Task requirements:
A: In the notebook on top-earning data scientists below, shorten the paragraph beginning "A lot of people might get the wrong idea" to a single sentence, keeping its income figures.
B: Pick up the notebook on top-earning data scientists after its final line and continue it.

--- START OF Passage shown ---

# How to Become a Part of the Top 6% and 1% of Data Scientists Financially

## Chapter 0: BACKSTORY 

Money, money, money. Im sure, as a data scientist, you have thought to yourself, "hmm what does it take to make the same amount of money as those data science guys I read about online or see on YouTube??". You are not alone. We have all thought about it as well! 

A lot of people might get the wrong idea about what really makes a data scientist valuable. Like valuable valuable. We are talking about $150,000....$250,000....$350,000....$500,000 and more !!!

So the goal is, throughout this notebook, I am able to show:

* Where do the top 1% and 6% live? 
* How old are they? 
* For each bracket of income, how much experience do they have? 
* Education levels accomplished by them 
* For each level of education, how much experience do you need to be a part of the 1% and 6% 

## Chapter 1: LOADING AND CLEANING THE DATA

In this chapter we will simply load and filter the data so we are working with the right information. 

Steps:

1. load the data using pandas
2. drop any person who left the income section of the survey empty. We dont care for the people that didnt put down their income for obvious reasons. 
3. split the data into two dataframes. top1_data and top6_data that consist of the people that make the top 1% and top 6%, respectively, based on their income (> 300,000 and > 150,000, respectively)

In [None]:
# imports 
%matplotlib inline
import os
import pandas as pd 
import numpy as np 
import math
import matplotlib.pyplot as plt

In [None]:
# step 1

def load_data():
    csv_path = os.path.join("../input/kaggle-survey-2020/kaggle_survey_2020_responses.csv")
    return pd.read_csv(csv_path)

In [None]:
full_data = load_data()

In [None]:
# step 2 
sub = [
    "Q24"

--- END OF Passage shown ---
--- START OF Record excerpts ---

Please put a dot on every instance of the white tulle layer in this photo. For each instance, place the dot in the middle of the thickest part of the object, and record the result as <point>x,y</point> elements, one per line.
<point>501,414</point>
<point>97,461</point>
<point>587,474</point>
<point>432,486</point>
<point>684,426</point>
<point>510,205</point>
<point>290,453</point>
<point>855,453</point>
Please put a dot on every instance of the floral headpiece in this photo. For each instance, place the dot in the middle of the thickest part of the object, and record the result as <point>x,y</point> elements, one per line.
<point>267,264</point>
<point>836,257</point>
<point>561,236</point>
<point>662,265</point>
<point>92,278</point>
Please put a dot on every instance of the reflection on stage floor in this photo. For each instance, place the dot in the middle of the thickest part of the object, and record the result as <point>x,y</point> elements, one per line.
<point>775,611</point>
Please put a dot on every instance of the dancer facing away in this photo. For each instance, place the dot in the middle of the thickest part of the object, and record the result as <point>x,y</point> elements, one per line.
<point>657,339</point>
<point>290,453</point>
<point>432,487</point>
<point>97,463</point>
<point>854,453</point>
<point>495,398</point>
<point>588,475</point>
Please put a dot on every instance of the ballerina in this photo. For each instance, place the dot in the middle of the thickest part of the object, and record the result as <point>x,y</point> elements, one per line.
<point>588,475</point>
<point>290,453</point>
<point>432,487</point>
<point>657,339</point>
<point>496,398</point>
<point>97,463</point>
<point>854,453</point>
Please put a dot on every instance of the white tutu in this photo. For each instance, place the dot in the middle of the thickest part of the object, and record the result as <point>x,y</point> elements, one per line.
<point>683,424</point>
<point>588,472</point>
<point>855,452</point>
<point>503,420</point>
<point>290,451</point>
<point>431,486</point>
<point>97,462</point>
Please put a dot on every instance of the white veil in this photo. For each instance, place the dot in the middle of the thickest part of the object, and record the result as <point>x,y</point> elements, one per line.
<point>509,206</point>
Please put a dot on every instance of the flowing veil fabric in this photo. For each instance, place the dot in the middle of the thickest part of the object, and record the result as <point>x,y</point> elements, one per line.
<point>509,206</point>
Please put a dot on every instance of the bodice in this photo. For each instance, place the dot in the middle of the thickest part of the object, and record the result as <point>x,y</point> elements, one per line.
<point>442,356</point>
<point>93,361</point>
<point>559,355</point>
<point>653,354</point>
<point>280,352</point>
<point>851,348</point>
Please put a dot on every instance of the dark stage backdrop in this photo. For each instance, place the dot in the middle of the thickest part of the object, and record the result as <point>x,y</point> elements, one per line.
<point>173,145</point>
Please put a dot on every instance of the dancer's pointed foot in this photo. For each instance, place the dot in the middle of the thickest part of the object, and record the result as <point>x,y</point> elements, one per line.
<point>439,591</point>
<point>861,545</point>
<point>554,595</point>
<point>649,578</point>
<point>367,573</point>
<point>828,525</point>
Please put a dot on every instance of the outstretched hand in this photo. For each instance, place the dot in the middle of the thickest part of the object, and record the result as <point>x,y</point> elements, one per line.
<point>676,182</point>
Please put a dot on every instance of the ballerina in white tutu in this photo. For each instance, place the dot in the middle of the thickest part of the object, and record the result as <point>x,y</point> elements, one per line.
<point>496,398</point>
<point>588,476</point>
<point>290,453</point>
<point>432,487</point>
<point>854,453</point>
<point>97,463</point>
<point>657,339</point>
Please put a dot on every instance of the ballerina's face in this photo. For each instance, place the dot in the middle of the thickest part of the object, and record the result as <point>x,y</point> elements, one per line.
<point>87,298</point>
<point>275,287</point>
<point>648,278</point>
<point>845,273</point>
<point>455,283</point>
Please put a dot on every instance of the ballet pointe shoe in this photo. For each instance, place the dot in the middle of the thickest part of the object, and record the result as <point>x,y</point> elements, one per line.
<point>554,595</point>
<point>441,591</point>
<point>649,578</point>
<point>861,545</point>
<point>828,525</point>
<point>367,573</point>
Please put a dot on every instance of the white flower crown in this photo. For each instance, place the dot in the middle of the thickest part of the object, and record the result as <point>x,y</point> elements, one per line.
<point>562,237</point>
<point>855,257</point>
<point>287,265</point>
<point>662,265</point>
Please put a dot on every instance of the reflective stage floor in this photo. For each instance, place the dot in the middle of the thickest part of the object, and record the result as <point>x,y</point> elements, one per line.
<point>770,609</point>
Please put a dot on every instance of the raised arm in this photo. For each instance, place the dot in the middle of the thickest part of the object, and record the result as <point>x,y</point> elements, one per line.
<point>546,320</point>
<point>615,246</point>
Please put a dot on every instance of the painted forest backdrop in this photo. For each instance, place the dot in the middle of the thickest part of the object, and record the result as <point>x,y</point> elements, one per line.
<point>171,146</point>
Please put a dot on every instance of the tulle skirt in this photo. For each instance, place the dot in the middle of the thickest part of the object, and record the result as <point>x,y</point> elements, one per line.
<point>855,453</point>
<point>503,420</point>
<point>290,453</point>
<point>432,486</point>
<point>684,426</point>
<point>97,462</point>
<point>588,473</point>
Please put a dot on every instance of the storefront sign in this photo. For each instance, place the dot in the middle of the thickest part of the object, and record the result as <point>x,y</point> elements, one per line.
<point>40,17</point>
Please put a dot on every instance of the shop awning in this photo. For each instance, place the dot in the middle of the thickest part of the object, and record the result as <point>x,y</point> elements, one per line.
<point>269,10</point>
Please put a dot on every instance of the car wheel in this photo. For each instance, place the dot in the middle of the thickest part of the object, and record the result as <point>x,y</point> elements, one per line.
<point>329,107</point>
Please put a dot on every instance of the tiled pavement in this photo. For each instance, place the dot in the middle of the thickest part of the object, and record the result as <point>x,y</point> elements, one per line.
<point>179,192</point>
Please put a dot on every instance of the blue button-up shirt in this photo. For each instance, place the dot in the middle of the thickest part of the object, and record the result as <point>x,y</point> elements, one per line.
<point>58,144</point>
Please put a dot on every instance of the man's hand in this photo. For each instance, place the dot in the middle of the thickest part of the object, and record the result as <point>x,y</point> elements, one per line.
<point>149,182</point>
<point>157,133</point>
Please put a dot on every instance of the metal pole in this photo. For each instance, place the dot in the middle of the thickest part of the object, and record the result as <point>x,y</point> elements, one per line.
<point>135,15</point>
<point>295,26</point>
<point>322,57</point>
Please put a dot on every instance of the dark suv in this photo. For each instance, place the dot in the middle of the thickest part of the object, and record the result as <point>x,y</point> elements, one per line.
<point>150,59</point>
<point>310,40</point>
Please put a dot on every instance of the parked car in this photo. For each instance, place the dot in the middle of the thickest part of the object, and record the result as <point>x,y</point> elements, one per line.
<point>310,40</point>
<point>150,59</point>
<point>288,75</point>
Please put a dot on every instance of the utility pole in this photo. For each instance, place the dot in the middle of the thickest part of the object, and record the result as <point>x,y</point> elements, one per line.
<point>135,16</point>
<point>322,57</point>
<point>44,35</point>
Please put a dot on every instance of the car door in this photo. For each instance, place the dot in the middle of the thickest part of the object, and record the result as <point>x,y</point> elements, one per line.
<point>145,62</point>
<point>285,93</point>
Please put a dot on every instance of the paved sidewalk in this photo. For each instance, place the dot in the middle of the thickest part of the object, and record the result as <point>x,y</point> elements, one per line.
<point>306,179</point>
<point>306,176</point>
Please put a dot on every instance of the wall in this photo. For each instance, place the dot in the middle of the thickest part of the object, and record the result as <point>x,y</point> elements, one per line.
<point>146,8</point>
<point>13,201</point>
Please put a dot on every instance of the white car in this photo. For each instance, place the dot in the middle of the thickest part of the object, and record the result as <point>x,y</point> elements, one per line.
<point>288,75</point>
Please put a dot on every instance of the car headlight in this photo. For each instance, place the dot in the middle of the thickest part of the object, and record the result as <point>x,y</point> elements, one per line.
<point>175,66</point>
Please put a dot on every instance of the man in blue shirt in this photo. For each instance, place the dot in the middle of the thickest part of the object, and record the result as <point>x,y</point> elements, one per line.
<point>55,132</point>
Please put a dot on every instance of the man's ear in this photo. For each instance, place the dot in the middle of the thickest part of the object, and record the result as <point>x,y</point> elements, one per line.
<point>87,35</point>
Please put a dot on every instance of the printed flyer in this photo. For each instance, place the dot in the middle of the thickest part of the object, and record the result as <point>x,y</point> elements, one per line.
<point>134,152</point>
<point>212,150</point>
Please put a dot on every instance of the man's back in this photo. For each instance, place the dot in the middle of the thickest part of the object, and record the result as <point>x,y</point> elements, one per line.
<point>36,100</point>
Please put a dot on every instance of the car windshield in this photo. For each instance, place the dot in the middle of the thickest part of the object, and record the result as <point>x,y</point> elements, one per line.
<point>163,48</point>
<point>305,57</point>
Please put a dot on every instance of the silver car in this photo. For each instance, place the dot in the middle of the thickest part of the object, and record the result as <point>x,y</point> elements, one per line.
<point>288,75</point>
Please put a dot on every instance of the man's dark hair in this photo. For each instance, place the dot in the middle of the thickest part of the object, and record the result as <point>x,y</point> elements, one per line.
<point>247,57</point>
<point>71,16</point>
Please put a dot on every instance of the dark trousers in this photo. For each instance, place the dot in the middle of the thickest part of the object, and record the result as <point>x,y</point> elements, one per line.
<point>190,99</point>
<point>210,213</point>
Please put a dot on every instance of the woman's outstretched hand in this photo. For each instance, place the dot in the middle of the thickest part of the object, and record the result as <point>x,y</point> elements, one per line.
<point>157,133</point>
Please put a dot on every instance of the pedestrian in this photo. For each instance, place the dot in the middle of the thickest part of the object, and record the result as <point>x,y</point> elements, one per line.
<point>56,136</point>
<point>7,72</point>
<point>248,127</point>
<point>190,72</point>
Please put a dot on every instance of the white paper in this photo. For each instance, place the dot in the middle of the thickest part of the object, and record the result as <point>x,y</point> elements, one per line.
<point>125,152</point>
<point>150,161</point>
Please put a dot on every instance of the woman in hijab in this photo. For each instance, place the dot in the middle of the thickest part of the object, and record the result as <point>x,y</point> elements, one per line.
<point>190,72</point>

--- END OF Record excerpts ---

Expected results:
A: Many people misunderstand what makes a data scientist truly valuable, meaning able to earn $150,000, $250,000, $350,000, $500,000 or more.

B:
]

full_data = full_data.dropna(axis=0, subset=sub)

In [None]:
#step 3 
values = full_data["Q24"].value_counts().index
top6_data = full_data.copy()
for value in values:
    if (value != "150,000-199,999") and (value != "200,000-249,999") and (value != "250,000-299,999") and (value != "300,000-500,000") and (value != "> $500,000"):
        top6_data = top6_data[top6_data["Q24"] != value] 

top1_data = full_data.copy()
for value in values:
    if (value != "300,000-500,000") and (value != "> $500,000"):
        top1_data = top1_data[top1_data["Q24"] != value] 

## Chapter 2: WHERE DO THEY LIVE? 

So, we have our data. We gave it a little cleaning here and there. Now its good enough for us to play a round with a bit. 

This chapter we will see where the top 1% and 6% live. We will use pie chart cause......who in their right mind doesnt like looking at pie charts haha. We will get a good idea of where most of the top 1% and 6% live. 

Lets go! 

In [None]:
# function displays the % and # labeling for each piece of the pie 
def func(pct, allvals):
    absolute = int(pct/100.*np.sum(allvals))
    return "{:.1f}%\n({:d})".format(pct, absolute)

In [None]:
fig, (ax1,ax6) = plt.subplots(1, 2, figsize=(25,25), subplot_kw=dict(aspect="equal"))

num_countries_left_1 = sum(top1_data["Q3"].value_counts()[5:].values.tolist())
num_countries_left_6 = sum(top6_data["Q3"].value_counts()[5:].values.tolist())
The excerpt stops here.